WHAT IS EXPECTED:
Transcribe each entry so that nothing differs from the original.

------------------------

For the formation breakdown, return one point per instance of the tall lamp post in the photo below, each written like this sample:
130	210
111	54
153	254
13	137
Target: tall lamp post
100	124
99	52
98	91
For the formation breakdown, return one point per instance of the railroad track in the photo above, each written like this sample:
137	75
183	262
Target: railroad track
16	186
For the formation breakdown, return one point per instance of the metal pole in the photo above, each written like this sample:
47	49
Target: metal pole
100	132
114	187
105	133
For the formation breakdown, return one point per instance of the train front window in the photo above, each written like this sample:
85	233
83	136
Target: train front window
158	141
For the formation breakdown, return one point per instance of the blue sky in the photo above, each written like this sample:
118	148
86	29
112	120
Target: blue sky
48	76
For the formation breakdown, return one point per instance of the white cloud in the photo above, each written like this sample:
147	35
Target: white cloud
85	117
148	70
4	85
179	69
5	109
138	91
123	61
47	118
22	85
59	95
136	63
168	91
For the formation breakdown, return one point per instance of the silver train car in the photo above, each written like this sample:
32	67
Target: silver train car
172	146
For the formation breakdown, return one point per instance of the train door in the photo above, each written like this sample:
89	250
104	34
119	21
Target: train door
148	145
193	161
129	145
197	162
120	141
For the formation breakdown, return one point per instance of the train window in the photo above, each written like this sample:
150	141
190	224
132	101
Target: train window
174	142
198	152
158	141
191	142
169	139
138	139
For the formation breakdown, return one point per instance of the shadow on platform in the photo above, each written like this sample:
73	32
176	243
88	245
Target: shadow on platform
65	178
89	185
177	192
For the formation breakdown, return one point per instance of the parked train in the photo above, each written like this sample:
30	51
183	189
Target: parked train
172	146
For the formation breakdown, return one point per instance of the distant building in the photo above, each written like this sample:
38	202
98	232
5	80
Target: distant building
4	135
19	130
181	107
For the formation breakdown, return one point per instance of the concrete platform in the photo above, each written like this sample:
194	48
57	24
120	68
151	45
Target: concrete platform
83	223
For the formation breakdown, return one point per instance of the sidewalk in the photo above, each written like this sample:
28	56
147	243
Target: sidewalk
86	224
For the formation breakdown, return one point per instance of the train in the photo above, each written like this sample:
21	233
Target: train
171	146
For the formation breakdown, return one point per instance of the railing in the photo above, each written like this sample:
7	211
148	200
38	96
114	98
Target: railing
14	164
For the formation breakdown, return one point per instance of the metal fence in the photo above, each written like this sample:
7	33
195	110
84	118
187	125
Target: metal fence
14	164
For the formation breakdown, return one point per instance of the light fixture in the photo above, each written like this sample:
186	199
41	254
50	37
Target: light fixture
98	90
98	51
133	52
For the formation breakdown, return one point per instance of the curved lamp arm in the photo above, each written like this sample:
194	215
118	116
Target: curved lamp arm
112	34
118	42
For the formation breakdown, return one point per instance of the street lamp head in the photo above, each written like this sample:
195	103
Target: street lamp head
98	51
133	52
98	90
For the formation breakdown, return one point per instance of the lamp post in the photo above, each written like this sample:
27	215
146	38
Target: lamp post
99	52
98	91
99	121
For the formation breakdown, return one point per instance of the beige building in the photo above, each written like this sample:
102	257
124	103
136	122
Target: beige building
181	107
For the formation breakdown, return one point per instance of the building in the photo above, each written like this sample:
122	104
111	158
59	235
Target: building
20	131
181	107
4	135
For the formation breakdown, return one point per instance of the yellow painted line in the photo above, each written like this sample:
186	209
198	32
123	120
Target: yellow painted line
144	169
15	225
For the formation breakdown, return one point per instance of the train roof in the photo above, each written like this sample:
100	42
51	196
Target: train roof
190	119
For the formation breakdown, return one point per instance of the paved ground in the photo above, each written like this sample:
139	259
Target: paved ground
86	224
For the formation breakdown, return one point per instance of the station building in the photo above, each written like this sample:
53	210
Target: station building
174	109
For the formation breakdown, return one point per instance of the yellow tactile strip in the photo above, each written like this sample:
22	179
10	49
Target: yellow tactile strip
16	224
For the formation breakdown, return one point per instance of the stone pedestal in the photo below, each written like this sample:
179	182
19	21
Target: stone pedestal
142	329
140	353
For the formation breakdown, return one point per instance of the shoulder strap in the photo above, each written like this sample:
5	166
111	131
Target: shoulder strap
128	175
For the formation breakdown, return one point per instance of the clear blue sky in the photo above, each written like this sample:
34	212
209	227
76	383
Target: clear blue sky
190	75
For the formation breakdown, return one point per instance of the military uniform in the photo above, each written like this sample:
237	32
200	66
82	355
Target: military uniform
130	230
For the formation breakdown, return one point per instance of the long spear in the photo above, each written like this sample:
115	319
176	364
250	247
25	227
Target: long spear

------------------------

TASK RESULT:
For the formation breakdown, return one point per instance of the tall lamp post in the photo below, each written like this sample:
130	210
111	54
153	254
13	137
Target: tall lamp post
100	124
99	52
98	91
For the formation breakdown, return one point per instance of the railroad track in the photo above, each written like this sample:
137	75
183	262
Target: railroad track
16	186
For the formation breakdown, return one point per instance of the metal pole in the photo above, each written like this sample:
47	49
Target: metal pole
100	132
114	187
105	133
For the formation breakdown, return one point per instance of the train front window in the photo above, each written like this sample:
85	233
83	136
Target: train front window
158	141
For the formation breakdown, return one point per instance of the blue sky in the photo above, each written like this sample:
118	148
86	29
112	120
Target: blue sky
48	76
For the formation breakdown, return one point per instance of the white cloud in the photo above, each written like this sample:
147	35
Target: white cloud
85	117
148	70
4	85
179	69
5	109
138	91
123	61
47	118
22	85
59	95
136	63
168	91
For the formation breakdown, return one point per instance of the silver train car in the photo above, each written like this sample:
32	67
Target: silver train car
172	146
For the formation breakdown, return one point per instance of the train door in the photo above, each written like this sample:
89	250
104	34
119	21
Target: train door
148	145
193	161
129	145
197	162
120	141
For the formation breakdown, return one point per instance of the train window in the photo above, each written like this sample:
150	141
190	224
132	101
Target: train window
174	142
198	152
158	141
191	142
169	139
138	139
For the formation breakdown, return one point per instance of the shadow on platform in the photo above, each written like this sample:
73	32
176	243
88	245
Target: shadow on platform
65	178
89	185
177	192
For the formation breakdown, return one point per instance of the parked train in the photo above, each written like this sample:
30	51
183	189
Target: parked train
172	146
For the formation breakdown, return one point per instance of the distant building in the photo above, each written like this sample:
38	202
98	232
5	80
Target: distant building
4	135
19	130
181	107
For the formation breakdown, return one point per instance of the concrete platform in the photo above, each written like this sample:
194	48
57	24
120	68
151	45
Target: concrete platform
83	223
For the formation breakdown, return one point per instance of the sidewalk in the photo above, each written like this sample:
28	56
147	243
Target: sidewalk
86	224
For the formation breakdown, return one point per instance of the train in the photo above, each written like this sample:
21	233
Target: train
171	146
For the formation breakdown, return one point per instance of the railing in the photo above, each written like this sample:
7	211
148	200
38	96
114	98
Target: railing
14	164
For the formation breakdown, return one point per instance of the metal fence in the photo above, each written like this sample:
7	33
195	110
84	118
187	125
Target: metal fence
14	164
For the formation breakdown, return one point per instance of the light fixture in the photo above, each written like this sample:
186	199
41	254
50	37
Target: light fixture
98	90
98	51
133	52
For the formation breakdown, return one point per instance of the curved lamp arm in the photo above, each written like this sample:
194	215
118	116
Target: curved lamp arm
112	34
118	42
For the formation breakdown, return one point per instance of the street lamp head in the photo above, each written like this sample:
195	103
Target: street lamp head
98	51
133	52
98	90
For the formation breakdown, return one point per instance of the lamp post in the photo above, each written like this sample:
27	215
146	38
Target: lamp post
99	52
98	91
99	121
For the formation breakdown, return one point per instance of the beige building in the photo above, each written like this sample:
102	257
124	103
136	122
Target: beige building
181	107
For the formation breakdown, return one point per instance of the building in the photo above, each written like this sample:
122	104
111	158
59	235
Target: building
20	131
181	107
4	135
For the formation breakdown, return one point per instance of the yellow painted line in the photo above, each written like this sample:
186	209
198	32
123	120
Target: yellow painted line
144	169
15	225
For the formation breakdown, return one point per instance of the train roof in the photo above, each written like this sample:
100	42
51	196
Target: train roof
190	119
For the formation breakdown, return one point per instance of the paved ground in the photo above, each written like this sample:
139	259
Target: paved ground
86	224
For the formation breakdown, return one point per instance of the station building in the photo above, each written like this sample:
53	210
Target: station building
174	109
For the formation breakdown, return one point per instance of the yellow tactile strip in the photo above, each written like this sample:
22	179
10	49
Target: yellow tactile strip
16	224
For the formation breakdown, return one point per instance of the stone pedestal in the photo below, each written like this sample:
179	182
19	21
Target: stone pedestal
142	329
140	353
For the formation breakdown, return one point per instance of the shoulder strap in the photo above, each written like this sample:
5	166
111	131
Target: shoulder strap
128	175
For the formation breakdown, return one point per instance of the clear blue sky in the photo above, each written like this sample:
34	212
209	227
76	383
Target: clear blue sky
190	75
For the formation breakdown, return one point per instance of the military uniform in the photo above, each written like this sample:
237	32
200	66
82	355
Target: military uniform
130	230
For the formation breakdown, return one point per instance of the long spear in the photo above, each written like this sample:
115	319
176	364
250	247
25	227
Target: long spear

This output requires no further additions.